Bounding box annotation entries

________________

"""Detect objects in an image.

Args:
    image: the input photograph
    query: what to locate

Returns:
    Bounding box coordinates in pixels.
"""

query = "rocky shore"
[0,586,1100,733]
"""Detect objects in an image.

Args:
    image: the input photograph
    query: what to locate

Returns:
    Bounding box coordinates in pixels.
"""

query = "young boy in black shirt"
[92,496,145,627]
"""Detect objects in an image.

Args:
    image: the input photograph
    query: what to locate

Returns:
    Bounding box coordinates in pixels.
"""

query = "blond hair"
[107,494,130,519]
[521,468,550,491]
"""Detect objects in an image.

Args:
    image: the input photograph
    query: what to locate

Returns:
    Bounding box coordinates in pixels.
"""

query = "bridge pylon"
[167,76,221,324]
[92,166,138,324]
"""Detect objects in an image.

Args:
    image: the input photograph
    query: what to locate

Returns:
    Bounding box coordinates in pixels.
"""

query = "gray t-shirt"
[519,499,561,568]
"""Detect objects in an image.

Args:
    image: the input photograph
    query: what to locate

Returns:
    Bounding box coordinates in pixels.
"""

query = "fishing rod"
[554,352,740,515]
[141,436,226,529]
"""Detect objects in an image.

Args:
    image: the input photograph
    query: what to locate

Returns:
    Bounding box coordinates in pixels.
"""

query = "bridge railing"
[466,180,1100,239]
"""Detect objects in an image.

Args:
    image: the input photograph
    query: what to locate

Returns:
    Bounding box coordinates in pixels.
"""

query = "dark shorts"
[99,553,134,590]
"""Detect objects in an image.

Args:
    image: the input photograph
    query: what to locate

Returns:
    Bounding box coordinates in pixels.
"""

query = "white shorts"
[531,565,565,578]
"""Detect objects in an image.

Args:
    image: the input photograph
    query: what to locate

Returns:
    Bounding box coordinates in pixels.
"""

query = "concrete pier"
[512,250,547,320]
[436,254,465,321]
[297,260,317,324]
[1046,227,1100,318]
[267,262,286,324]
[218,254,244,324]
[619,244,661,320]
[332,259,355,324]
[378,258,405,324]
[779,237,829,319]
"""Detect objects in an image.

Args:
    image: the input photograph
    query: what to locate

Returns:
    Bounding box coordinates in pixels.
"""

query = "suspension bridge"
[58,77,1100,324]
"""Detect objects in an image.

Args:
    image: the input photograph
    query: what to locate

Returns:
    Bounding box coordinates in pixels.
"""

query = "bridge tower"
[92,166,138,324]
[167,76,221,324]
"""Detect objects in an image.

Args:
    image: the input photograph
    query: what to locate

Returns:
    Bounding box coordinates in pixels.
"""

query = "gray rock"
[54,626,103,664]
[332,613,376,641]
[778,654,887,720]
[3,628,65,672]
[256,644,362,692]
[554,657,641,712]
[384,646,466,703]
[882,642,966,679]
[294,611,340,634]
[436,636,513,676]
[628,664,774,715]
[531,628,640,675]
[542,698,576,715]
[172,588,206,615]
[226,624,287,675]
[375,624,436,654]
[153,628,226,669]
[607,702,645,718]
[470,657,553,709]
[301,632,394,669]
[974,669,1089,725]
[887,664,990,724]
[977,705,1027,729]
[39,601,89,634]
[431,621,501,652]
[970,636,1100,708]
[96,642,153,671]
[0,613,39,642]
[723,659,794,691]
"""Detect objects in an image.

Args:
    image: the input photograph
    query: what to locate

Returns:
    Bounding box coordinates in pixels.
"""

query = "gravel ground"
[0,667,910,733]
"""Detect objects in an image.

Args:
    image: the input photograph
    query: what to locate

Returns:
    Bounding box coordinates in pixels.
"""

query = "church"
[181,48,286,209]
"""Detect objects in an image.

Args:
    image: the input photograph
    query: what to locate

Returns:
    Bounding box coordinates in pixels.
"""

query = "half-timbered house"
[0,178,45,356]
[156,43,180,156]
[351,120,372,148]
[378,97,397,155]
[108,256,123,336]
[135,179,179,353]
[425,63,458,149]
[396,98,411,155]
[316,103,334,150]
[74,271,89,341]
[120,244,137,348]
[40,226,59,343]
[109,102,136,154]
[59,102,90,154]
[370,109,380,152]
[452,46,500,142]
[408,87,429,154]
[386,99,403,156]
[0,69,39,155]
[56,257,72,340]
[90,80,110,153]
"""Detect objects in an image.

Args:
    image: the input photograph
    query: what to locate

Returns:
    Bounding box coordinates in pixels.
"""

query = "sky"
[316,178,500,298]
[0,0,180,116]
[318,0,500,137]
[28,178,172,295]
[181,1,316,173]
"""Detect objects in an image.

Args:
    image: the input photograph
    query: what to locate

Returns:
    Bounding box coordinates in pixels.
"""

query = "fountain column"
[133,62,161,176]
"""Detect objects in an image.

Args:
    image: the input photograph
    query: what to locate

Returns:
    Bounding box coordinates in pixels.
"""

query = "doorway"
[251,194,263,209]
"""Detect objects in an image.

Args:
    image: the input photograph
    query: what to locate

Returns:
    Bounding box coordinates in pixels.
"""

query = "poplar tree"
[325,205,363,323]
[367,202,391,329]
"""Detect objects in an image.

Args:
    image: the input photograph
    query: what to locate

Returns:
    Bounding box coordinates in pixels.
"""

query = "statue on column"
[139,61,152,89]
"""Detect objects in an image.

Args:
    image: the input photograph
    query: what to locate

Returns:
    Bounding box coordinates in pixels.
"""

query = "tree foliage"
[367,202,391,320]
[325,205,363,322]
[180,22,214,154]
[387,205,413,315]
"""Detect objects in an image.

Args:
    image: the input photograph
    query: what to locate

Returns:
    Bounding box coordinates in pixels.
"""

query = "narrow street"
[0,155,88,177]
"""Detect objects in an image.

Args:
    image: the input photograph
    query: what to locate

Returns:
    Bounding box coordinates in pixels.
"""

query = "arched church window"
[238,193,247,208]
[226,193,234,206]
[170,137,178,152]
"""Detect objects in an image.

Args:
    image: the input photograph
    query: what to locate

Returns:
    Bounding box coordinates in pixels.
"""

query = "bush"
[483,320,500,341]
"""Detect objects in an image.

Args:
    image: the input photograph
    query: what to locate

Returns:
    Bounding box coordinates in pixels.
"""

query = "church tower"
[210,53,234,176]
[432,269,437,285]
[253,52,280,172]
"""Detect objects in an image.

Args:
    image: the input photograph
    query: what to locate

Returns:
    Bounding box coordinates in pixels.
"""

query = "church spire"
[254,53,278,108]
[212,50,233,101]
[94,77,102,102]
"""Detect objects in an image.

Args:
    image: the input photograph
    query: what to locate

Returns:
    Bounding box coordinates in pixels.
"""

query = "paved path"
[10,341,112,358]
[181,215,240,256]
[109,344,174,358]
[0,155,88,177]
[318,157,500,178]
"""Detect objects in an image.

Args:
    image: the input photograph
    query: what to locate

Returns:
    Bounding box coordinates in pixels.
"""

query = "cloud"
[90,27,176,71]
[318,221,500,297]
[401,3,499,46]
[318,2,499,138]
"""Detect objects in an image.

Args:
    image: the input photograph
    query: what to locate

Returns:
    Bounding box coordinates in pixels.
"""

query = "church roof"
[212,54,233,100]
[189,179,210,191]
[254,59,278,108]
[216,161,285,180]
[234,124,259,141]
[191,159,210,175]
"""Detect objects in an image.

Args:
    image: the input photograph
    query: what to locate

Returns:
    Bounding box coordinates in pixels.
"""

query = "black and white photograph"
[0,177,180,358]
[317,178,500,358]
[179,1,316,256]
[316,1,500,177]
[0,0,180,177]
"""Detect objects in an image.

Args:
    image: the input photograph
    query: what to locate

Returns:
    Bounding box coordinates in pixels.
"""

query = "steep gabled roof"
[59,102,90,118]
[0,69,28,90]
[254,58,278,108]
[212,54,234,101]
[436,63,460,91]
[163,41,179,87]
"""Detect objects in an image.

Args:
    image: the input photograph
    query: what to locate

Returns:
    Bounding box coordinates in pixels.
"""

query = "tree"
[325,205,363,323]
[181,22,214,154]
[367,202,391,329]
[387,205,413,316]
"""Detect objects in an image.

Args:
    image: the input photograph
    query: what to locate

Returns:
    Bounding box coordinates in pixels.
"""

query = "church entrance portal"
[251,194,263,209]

________________

§ Set exercise
Reproduce the listing above word for word, starting at its first line and ending at the line that contains "[531,565,565,578]", with both of those lines included.

§ Finished exercise
"""Detect objects in an image.

Args:
    image: the input photograph
    query: what to locate

Returns:
    Bounding box coordinates in pixels.
"""

query = "rocky shore"
[0,586,1100,733]
"""Detect objects in an image.

Args:
    image: the input photograph
    query: what to locate

Returns:
    Bounding box coordinates in pixels.
"""

query = "young boy in black shirt"
[92,496,145,627]
"""Detect objects in an image.

Args:
    image: the input photograph
    query: what to locate

Returns:
    Bounding box coordinates in pixels.
"""

query = "blond hair"
[107,494,130,519]
[521,468,550,491]
"""Detect objects in an image.

Args:
    image: the input photograph
    query: what to locate

Returns:
    Bounding box coordinates in pixels.
"""

query = "bridge pylon"
[167,76,221,324]
[92,166,138,324]
"""Detect objects in an image.

Args:
    image: the input photograph
    query: what to locate

Returns:
    Bounding box coordinates in pixels.
"""

query = "gray t-shirt"
[519,499,561,568]
"""Detect objects in an image.

Args:
    image: the input photograph
    query: what to locate

Returns:
    Bounding box coordinates in pixels.
"""

query = "fishing rod"
[554,352,740,515]
[141,436,226,529]
"""Detect objects in an image.

Args:
    image: the input photograph
    query: what to locate

Returns:
    Bounding box coordinates in pixels.
"""

query = "bridge railing"
[466,180,1100,239]
"""Detect objects in an image.

Args:
    image: the input photograph
    query: what to locate

Returns:
    Bounding box coordinates in pixels.
"""

query = "dark shorts"
[99,553,134,590]
"""Detect objects in an image.

Args:
    image: the input photograph
    query: what to locate

Returns:
    Bounding box coordinates in pixels.
"""

query = "white shorts"
[531,565,565,578]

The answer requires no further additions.